Print the stretch of the Untamed review below from "These mystery series" through "in the memory.", reproducing it word for word.

→ **Selected extract**
** BEGIN **

Untamed, a slow-burn murder mystery series on Netflix, sees Eric Bana and Sam Neill on good form.
Untamed. Image: Netflix.

Netflix murder mystery series Untamed might be firmly set in the USA, but there’s one trick it pulls from the start that Australian crime fans know all too well: gorgeous scenery and plenty of it.

Yosemite National Park is on stunning display right from the opening scene and there’s no denying the whole place looks incredible. Australia’s collection of scenic coastal towns and sweeping outback vistas better lift their game if they want to remain top dog when it comes to being a great location for someone to stumble across a corpse.

Here the corpse isn’t content to just lie there being dead: it makes a memorable entrance by tumbling off a cliff and falling directly onto a pair of rock climbers. Unlike local crime drama Troppo, which also had a corpse fall off a cliff onto someone last season, these climbers don’t die from the impact – they just swing off the side of the cliff for a few heart-stopping moments while the corpse gets tangled up in their ropes.

Untamed: arms race

These mystery series are in a bit of an arms race: the opening has to be memorable to hook the audience, but there’s only so far you can push things before they get just a bit silly. The aforementioned Troppo’s cliff corpse fell onto someone who’d just had sex and made their tent explode into flames (seriously, it’s hilarious): here the long drop alone is dizzying enough to lodge the corpse in the memory.

Also memorable is Australia’s own Eric Bana riding up on a horse. Described by one of the rangers on the cliff top as ‘Gary fucking Cooper’, Kyle Turner (Bana) is basically the top cop at the park, which is only part of the reason why all the park rangers – apart from the Chief Ranger, Paul Souter (Sam Neill, who together with Bana gives the park a distinctly Antipodean vibe) – hate him.

Untamed. Image: Netflix.
Untamed. Image: Netflix.

At first, he just seems like a hardass. Then it turns out he’s a hardass who’s back on the bottle and struggling to recover from a divorce that his ex, Jill (Rosemary DeWitt) has clearly put behind her. He’s also living in a decaying shack on park grounds, just in case you hadn’t picked up on the way that everything in his life but his police work is falling apart.

Luckily, he’s a good cop, and with newbie park ranger Naya Vasquez (Lily Santigo) helping out – she’s not a big fan of getting around on a horse, but that’s just how Turner rolls – he’s soon digging up clues all over the park. And running into a bear at one point.

** END **

→ **Supplied information**
** BEGIN **

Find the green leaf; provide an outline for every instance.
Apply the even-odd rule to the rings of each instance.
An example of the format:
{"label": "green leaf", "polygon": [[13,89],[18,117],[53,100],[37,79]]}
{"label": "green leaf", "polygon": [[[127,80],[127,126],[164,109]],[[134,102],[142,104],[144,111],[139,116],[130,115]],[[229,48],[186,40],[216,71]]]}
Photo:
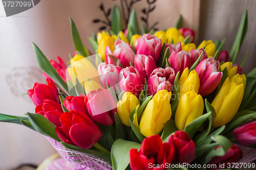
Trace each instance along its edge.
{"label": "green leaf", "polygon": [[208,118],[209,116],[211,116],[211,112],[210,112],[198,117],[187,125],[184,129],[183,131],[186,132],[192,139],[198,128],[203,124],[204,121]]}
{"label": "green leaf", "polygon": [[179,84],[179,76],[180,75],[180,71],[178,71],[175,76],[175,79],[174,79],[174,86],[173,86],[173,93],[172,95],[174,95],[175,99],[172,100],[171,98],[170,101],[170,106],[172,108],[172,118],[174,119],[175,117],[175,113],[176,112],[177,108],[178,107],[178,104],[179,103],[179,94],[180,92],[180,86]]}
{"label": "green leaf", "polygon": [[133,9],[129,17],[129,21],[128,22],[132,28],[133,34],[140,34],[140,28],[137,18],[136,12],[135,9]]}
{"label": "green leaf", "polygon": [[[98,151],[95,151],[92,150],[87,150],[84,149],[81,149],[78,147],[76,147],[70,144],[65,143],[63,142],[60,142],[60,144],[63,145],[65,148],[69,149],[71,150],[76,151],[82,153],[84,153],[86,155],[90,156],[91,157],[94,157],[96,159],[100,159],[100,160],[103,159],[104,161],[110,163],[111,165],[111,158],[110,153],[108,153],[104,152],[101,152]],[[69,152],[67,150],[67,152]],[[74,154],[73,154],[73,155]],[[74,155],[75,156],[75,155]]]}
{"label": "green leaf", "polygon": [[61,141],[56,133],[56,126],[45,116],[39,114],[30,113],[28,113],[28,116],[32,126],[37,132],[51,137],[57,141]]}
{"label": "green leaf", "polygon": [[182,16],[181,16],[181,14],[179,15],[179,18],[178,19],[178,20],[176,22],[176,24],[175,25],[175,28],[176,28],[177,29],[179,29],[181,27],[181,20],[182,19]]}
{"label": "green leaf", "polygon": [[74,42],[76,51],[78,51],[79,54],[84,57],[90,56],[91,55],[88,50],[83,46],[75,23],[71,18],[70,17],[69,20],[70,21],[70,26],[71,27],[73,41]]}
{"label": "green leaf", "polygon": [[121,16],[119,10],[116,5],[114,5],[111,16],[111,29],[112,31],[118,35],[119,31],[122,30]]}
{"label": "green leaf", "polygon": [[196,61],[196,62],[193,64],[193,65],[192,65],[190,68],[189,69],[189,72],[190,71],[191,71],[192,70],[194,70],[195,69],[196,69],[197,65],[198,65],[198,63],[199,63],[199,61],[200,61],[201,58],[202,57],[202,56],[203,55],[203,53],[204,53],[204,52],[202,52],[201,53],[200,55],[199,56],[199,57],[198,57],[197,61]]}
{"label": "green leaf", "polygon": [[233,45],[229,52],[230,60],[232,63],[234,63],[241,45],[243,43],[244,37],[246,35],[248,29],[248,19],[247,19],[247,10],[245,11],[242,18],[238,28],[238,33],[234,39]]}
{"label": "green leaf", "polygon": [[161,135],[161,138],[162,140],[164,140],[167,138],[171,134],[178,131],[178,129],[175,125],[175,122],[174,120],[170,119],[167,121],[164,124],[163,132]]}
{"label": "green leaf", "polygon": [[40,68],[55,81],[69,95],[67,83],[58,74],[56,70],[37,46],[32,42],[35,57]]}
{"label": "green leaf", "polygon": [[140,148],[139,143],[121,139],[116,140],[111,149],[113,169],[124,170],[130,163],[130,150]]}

** END **
** BEGIN **

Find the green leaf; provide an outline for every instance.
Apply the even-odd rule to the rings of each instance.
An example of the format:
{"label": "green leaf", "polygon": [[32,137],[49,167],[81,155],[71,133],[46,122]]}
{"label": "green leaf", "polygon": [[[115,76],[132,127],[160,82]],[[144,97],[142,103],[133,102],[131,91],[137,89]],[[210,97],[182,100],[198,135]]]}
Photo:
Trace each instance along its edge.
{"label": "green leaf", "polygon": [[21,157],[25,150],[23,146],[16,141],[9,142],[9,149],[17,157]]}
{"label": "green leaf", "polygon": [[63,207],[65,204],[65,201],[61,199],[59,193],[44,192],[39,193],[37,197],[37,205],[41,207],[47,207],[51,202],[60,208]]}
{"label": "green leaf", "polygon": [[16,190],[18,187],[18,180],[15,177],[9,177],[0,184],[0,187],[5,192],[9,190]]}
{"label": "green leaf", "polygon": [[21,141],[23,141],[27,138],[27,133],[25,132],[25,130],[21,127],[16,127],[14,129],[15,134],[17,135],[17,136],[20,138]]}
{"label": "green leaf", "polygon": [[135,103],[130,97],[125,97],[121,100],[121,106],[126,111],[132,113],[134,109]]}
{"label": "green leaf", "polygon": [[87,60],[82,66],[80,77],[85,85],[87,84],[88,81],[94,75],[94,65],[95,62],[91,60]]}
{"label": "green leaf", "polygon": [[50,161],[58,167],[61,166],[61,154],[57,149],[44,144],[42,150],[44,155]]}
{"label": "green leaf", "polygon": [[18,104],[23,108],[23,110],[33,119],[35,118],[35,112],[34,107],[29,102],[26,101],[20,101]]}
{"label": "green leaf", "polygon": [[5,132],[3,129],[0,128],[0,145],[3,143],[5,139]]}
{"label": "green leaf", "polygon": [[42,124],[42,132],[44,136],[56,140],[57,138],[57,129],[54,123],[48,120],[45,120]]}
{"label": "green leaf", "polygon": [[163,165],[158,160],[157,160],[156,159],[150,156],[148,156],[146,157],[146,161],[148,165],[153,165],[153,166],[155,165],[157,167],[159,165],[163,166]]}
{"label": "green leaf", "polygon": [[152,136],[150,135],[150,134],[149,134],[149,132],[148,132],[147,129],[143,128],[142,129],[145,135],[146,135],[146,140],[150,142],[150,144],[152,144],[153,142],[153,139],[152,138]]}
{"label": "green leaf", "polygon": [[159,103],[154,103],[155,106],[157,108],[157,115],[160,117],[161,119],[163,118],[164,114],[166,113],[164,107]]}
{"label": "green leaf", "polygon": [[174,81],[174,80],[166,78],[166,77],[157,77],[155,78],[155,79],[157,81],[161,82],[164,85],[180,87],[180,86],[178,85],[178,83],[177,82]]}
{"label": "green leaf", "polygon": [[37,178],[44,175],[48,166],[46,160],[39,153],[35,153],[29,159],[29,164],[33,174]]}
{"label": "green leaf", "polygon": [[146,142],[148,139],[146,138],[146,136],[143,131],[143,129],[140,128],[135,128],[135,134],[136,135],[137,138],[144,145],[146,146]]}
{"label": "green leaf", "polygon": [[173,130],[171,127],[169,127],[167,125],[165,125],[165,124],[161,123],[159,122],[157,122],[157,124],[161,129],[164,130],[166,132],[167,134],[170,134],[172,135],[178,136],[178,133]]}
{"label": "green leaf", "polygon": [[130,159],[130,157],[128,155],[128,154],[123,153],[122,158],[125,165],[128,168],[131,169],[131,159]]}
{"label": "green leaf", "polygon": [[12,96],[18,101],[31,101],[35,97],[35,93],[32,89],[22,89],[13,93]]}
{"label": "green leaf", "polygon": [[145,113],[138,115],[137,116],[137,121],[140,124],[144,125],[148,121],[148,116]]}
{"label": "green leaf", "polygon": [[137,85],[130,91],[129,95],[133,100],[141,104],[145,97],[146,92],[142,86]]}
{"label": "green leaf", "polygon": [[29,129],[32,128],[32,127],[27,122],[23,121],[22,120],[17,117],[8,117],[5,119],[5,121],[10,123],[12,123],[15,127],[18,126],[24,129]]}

** END **

→ **Answer to the problem**
These mystery series are in a bit of an arms race: the opening has to be memorable to hook the audience, but there’s only so far you can push things before they get just a bit silly. The aforementioned Troppo’s cliff corpse fell onto someone who’d just had sex and made their tent explode into flames (seriously, it’s hilarious): here the long drop alone is dizzying enough to lodge the corpse in the memory.